→ Work to complete:
A: In the page text about the DCAPS program, what share of military personnel who had returned from Afghanistan and Iraq as of 2008 may suffer from PTSD?
B: Copy the page text about the DCAPS program, beginning at the words "The Detection and" and stopping after "of psychological health.", replacing "warfighters" with "service members".
C: Extend the page text about the DCAPS program by writing on from where it stops.

==== Page text ====

As a result of combat exposure, warfighters may return home from deployments with psychological health challenges and find it difficult to reconnect with family and society at large. 

According to the Department of Veteran Affairs’ National Center for PTSD, studies show that between 12 and 25 percent of military personnel who had returned from Afghanistan and Iraq as of 2008 may suffer from PTSD. Despite best efforts to improve awareness and care, additional studies reveal that only a small fraction of warfighters seek help dealing with psychological health issues. 

The Detection and Computational Analysis of Psychological Signals (DCAPS) program aims to develop novel analytical tools to assess psychological status of warfighters in the hopes of improving psychological health awareness and enabling them to seek timely help.

DCAPS tools will be developed to analyze patterns in everyday behaviors to detect subtle changes associated with post-traumatic stress disorder, depression and suicidal ideation. In particular, DCAPS hopes to advance the state-of-the-art in extraction and analysis of “honest signals” from a wide variety of sensory data inherent in daily social interactions. 

DCAPS is not aimed at providing an exact diagnosis, but at providing a general metric of psychological health.

==== Records shown ====

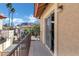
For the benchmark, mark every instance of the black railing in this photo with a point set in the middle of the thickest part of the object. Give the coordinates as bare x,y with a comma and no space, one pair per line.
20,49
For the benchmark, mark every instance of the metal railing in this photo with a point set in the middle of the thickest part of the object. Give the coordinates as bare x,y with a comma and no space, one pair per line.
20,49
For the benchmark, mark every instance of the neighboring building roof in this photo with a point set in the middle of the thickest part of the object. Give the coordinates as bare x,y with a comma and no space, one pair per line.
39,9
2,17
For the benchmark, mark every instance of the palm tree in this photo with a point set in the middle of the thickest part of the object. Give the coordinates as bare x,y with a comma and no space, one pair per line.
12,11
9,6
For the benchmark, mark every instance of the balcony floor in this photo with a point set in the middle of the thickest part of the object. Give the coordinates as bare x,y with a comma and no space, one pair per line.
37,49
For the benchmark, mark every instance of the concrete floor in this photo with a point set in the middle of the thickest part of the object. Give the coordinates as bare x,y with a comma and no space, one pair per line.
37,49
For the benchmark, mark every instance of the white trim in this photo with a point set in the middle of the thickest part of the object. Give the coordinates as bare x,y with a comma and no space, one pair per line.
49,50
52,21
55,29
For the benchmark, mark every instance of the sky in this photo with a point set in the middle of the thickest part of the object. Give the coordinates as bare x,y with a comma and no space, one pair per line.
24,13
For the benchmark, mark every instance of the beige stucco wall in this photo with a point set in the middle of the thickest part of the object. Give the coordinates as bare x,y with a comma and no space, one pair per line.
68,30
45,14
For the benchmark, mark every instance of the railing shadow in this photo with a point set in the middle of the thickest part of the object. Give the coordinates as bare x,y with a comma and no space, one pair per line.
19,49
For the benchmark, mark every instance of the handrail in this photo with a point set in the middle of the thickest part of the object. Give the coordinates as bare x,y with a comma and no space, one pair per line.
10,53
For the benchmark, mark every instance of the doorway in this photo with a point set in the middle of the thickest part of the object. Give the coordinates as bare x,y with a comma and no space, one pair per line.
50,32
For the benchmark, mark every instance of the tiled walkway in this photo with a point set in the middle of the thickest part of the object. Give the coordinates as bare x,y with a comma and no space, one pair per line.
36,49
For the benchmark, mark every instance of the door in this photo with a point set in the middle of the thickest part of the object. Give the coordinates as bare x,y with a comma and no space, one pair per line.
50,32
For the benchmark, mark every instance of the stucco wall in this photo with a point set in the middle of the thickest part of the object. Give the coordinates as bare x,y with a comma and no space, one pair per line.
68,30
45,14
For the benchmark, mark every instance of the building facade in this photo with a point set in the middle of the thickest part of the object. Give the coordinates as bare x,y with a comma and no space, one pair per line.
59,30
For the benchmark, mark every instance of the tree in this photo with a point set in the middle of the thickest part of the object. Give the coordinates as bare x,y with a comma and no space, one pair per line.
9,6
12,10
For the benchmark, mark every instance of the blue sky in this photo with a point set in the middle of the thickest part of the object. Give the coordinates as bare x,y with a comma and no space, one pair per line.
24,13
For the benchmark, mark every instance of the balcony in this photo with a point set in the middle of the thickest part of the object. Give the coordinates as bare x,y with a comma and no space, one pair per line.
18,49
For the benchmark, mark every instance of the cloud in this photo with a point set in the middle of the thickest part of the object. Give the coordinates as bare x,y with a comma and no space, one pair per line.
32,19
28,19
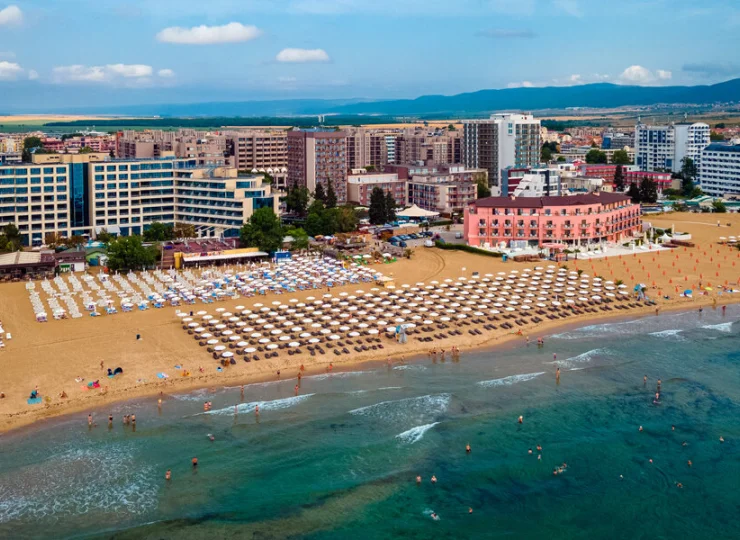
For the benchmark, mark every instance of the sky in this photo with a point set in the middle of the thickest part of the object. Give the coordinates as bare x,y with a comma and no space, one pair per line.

====
==== Records shown ====

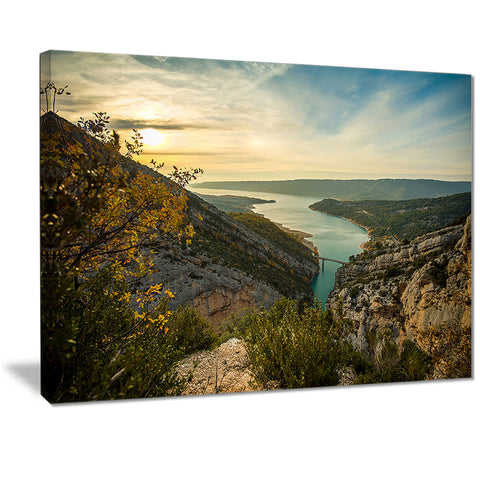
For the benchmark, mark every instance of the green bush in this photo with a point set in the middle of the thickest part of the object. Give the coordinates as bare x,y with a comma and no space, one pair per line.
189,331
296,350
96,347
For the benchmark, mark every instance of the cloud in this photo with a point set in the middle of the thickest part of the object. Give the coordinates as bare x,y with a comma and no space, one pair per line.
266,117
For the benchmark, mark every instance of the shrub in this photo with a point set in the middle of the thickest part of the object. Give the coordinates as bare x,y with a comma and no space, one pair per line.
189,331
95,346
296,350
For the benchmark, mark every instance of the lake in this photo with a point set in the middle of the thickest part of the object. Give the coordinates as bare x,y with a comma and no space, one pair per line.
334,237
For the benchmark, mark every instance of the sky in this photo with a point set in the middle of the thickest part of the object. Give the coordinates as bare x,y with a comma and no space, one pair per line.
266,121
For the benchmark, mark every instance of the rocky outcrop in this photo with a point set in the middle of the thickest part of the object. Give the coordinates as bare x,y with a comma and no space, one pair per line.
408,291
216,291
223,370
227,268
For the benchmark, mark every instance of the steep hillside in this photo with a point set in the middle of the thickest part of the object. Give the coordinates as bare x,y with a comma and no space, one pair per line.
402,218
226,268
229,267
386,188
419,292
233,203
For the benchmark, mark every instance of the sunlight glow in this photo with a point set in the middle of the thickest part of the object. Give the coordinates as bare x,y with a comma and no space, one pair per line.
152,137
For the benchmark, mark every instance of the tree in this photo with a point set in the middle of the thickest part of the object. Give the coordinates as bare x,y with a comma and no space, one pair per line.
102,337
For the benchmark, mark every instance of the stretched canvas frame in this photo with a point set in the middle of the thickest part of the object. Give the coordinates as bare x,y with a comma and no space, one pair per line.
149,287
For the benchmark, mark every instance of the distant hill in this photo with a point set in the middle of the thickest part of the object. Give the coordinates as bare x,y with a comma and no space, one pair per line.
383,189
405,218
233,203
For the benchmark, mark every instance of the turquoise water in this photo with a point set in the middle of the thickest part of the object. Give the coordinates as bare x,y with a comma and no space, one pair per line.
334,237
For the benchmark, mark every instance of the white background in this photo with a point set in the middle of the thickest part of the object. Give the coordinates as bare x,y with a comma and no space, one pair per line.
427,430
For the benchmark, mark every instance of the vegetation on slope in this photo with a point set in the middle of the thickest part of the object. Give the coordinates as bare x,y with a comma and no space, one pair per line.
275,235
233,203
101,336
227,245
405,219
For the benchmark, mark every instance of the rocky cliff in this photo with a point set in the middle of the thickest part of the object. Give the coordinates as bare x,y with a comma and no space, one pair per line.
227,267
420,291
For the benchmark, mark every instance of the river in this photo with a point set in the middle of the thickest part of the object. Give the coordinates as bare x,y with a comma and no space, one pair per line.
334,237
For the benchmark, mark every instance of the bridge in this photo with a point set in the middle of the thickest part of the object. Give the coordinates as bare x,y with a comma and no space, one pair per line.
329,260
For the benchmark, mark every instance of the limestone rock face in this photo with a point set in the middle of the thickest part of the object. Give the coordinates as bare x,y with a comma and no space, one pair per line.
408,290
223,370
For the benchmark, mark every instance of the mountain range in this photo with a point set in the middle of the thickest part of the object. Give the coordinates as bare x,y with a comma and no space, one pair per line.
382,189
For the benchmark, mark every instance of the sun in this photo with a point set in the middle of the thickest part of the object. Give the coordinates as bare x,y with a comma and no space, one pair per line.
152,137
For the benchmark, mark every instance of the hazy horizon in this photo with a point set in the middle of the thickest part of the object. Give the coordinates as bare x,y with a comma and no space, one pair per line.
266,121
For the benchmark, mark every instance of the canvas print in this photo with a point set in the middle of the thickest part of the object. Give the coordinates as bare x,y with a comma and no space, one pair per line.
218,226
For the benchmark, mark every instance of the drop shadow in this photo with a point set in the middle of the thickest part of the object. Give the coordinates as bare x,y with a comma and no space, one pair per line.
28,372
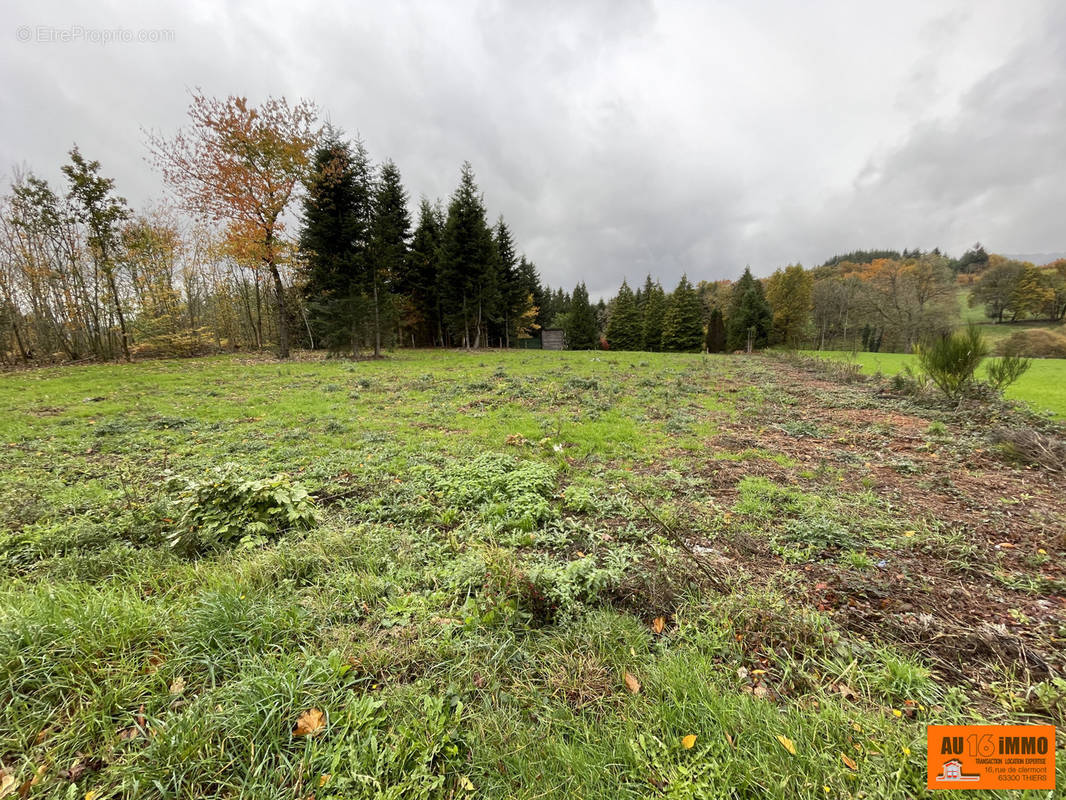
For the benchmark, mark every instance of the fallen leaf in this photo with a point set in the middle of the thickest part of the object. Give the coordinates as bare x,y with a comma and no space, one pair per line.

====

→ Responses per task:
A: Between 12 and 25 percent.

B:
The Detection and Computational Analysis of Psychological Signals (DCAPS) program aims to develop novel analytical tools to assess psychological status of service members in the hopes of improving psychological health awareness and enabling them to seek timely help.

DCAPS tools will be developed to analyze patterns in everyday behaviors to detect subtle changes associated with post-traumatic stress disorder, depression and suicidal ideation. In particular, DCAPS hopes to advance the state-of-the-art in extraction and analysis of “honest signals” from a wide variety of sensory data inherent in daily social interactions. 

DCAPS is not aimed at providing an exact diagnosis, but at providing a general metric of psychological health.

C:
DCAPS also aims to develop novel algorithms for detecting distress cues from users who opt in to provide data such as text and voice communications, daily patterns of sleeping, eating, social interactions and online behaviors, and nonverbal cues such as facial expression, posture and body movement. The outcomes of these analytical algorithms would be correlated with distress markers from neurological sensors for improved understanding of distress cues.

Privacy and security are of paramount concern to the DCAPS program. Program data will be collected with the informed consent of individuals involved and stored in a secure, private data-sharing framework. DCAPS will develop, in conjunction with leading privacy experts, a novel trust framework such as envisioned in the National Strategy for Secure Identity in Cyberspace. 

This trust framework will allow warfighters to control and safely share their “honest signals” data.

 

This program is now complete

This content is available for reference purposes. This page is no longer maintained.